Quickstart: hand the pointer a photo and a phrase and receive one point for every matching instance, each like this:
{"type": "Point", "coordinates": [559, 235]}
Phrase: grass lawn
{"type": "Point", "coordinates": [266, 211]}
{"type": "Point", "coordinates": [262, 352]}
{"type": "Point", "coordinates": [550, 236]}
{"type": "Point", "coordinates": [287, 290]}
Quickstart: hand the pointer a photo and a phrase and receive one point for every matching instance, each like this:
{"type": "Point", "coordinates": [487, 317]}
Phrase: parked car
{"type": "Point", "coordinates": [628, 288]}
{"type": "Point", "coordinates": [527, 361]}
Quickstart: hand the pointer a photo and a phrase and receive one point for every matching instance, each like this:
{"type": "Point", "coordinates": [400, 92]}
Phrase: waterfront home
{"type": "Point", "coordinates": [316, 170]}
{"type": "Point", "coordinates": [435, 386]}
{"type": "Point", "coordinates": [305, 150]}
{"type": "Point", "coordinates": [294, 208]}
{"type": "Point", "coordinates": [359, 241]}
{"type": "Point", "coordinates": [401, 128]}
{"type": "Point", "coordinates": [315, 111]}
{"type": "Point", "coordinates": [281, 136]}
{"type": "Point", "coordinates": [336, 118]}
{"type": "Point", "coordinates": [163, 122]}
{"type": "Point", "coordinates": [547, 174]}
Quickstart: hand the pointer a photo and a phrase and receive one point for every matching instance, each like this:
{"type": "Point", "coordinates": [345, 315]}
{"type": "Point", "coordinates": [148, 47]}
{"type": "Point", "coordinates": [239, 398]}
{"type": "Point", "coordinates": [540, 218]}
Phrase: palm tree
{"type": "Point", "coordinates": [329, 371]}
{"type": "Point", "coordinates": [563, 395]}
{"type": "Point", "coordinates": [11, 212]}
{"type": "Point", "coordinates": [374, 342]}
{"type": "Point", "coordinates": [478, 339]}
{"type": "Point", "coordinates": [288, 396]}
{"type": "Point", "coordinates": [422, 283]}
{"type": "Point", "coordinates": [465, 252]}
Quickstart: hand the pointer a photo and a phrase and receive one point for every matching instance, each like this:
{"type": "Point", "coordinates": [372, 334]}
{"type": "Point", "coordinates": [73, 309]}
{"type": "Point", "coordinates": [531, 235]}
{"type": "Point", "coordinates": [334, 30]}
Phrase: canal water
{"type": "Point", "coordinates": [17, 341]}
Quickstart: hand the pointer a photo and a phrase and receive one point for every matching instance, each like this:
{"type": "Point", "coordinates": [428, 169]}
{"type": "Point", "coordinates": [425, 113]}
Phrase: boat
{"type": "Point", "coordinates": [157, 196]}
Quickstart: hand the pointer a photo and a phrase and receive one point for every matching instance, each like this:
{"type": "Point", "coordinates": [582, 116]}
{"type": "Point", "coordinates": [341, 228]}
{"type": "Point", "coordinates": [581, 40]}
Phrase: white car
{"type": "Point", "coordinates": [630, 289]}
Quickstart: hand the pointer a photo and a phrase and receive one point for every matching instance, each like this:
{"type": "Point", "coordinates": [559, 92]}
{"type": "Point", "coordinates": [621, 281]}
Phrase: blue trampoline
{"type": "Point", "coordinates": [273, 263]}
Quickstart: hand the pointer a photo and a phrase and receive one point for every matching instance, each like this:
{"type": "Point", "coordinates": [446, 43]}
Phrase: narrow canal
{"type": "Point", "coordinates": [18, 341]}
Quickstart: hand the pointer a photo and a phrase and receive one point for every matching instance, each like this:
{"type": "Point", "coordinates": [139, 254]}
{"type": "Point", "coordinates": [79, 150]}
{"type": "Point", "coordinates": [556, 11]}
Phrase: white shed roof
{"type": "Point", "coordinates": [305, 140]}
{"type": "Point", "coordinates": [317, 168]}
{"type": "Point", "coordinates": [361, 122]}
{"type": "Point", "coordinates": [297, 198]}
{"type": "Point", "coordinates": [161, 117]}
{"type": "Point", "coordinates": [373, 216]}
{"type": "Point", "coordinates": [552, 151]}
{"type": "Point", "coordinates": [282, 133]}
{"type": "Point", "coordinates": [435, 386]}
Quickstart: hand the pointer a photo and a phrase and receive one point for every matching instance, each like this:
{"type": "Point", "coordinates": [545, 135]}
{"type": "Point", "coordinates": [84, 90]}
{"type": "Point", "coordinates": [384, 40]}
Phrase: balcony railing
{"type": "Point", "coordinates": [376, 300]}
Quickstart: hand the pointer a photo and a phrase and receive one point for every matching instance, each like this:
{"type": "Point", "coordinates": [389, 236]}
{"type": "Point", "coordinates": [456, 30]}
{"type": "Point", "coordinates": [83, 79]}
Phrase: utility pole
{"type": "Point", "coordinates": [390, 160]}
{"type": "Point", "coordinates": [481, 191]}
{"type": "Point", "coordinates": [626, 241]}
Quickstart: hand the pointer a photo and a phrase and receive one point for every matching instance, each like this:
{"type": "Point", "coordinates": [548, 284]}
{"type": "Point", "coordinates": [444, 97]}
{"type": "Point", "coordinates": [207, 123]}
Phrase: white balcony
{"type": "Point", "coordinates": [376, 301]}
--*--
Reprint every entry exactly.

> _FINAL ANSWER_:
Quickstart: hand the pointer a photo and a phrase and receive one point for every matching instance, each like this:
{"type": "Point", "coordinates": [559, 235]}
Phrase: grass lawn
{"type": "Point", "coordinates": [266, 211]}
{"type": "Point", "coordinates": [262, 352]}
{"type": "Point", "coordinates": [550, 236]}
{"type": "Point", "coordinates": [287, 290]}
Quickstart: hand the pointer a photo and a phrase and receive one point for every matching instance, each like this:
{"type": "Point", "coordinates": [487, 317]}
Phrase: parked car
{"type": "Point", "coordinates": [628, 288]}
{"type": "Point", "coordinates": [527, 361]}
Quickstart: hand the pointer a photo and a phrase and receive one point for every matching instance, each like this:
{"type": "Point", "coordinates": [400, 92]}
Phrase: waterfront home
{"type": "Point", "coordinates": [316, 170]}
{"type": "Point", "coordinates": [435, 386]}
{"type": "Point", "coordinates": [305, 150]}
{"type": "Point", "coordinates": [294, 208]}
{"type": "Point", "coordinates": [359, 241]}
{"type": "Point", "coordinates": [401, 128]}
{"type": "Point", "coordinates": [315, 111]}
{"type": "Point", "coordinates": [281, 136]}
{"type": "Point", "coordinates": [336, 118]}
{"type": "Point", "coordinates": [163, 122]}
{"type": "Point", "coordinates": [547, 174]}
Quickstart: hand the pointer a photo and a phrase and receive one point for every matching instance, each like this:
{"type": "Point", "coordinates": [345, 315]}
{"type": "Point", "coordinates": [148, 47]}
{"type": "Point", "coordinates": [239, 398]}
{"type": "Point", "coordinates": [540, 218]}
Phrase: palm tree
{"type": "Point", "coordinates": [329, 371]}
{"type": "Point", "coordinates": [563, 395]}
{"type": "Point", "coordinates": [11, 212]}
{"type": "Point", "coordinates": [374, 342]}
{"type": "Point", "coordinates": [478, 339]}
{"type": "Point", "coordinates": [288, 396]}
{"type": "Point", "coordinates": [422, 283]}
{"type": "Point", "coordinates": [465, 252]}
Quickstart: hand the pointer a photo and a phrase and receive one point for every matching instance, each like this:
{"type": "Point", "coordinates": [372, 334]}
{"type": "Point", "coordinates": [73, 309]}
{"type": "Point", "coordinates": [531, 235]}
{"type": "Point", "coordinates": [334, 30]}
Phrase: canal water
{"type": "Point", "coordinates": [17, 341]}
Quickstart: hand the pointer a photo and a phrase and receive one point for every matching instance, each like this:
{"type": "Point", "coordinates": [428, 169]}
{"type": "Point", "coordinates": [425, 113]}
Phrase: boat
{"type": "Point", "coordinates": [157, 196]}
Quickstart: hand the pointer a photo and a phrase and receive one point for every matching instance, each like this:
{"type": "Point", "coordinates": [582, 116]}
{"type": "Point", "coordinates": [341, 228]}
{"type": "Point", "coordinates": [581, 40]}
Phrase: white car
{"type": "Point", "coordinates": [630, 289]}
Quickstart: hand the pointer a photo and a phrase and receive one point for every matching instance, each like this:
{"type": "Point", "coordinates": [559, 92]}
{"type": "Point", "coordinates": [621, 281]}
Phrase: blue trampoline
{"type": "Point", "coordinates": [273, 263]}
Quickstart: hand the pointer a photo and a phrase and receive one point for every matching instance, each like this:
{"type": "Point", "coordinates": [446, 43]}
Phrase: narrow canal
{"type": "Point", "coordinates": [18, 341]}
Quickstart: hand the pointer a photo and a phrase and receive one point for every matching instance, each like this:
{"type": "Point", "coordinates": [139, 254]}
{"type": "Point", "coordinates": [79, 150]}
{"type": "Point", "coordinates": [556, 11]}
Phrase: white shed roof
{"type": "Point", "coordinates": [305, 140]}
{"type": "Point", "coordinates": [317, 168]}
{"type": "Point", "coordinates": [361, 122]}
{"type": "Point", "coordinates": [297, 198]}
{"type": "Point", "coordinates": [161, 117]}
{"type": "Point", "coordinates": [373, 216]}
{"type": "Point", "coordinates": [552, 151]}
{"type": "Point", "coordinates": [282, 133]}
{"type": "Point", "coordinates": [435, 386]}
Quickstart: hand the pointer a photo and a phrase and receive one point for every matching instance, each like this:
{"type": "Point", "coordinates": [545, 135]}
{"type": "Point", "coordinates": [84, 90]}
{"type": "Point", "coordinates": [384, 40]}
Phrase: balcony railing
{"type": "Point", "coordinates": [376, 300]}
Quickstart: hand the pointer a photo and a phrase and receive one point for every matching instance, each like this:
{"type": "Point", "coordinates": [389, 236]}
{"type": "Point", "coordinates": [456, 30]}
{"type": "Point", "coordinates": [83, 79]}
Phrase: utility pole
{"type": "Point", "coordinates": [390, 160]}
{"type": "Point", "coordinates": [481, 191]}
{"type": "Point", "coordinates": [626, 241]}
Quickstart: hand the pointer a photo and a phrase and receive one point for every matching instance, each like this:
{"type": "Point", "coordinates": [548, 284]}
{"type": "Point", "coordinates": [444, 97]}
{"type": "Point", "coordinates": [207, 123]}
Phrase: white balcony
{"type": "Point", "coordinates": [376, 301]}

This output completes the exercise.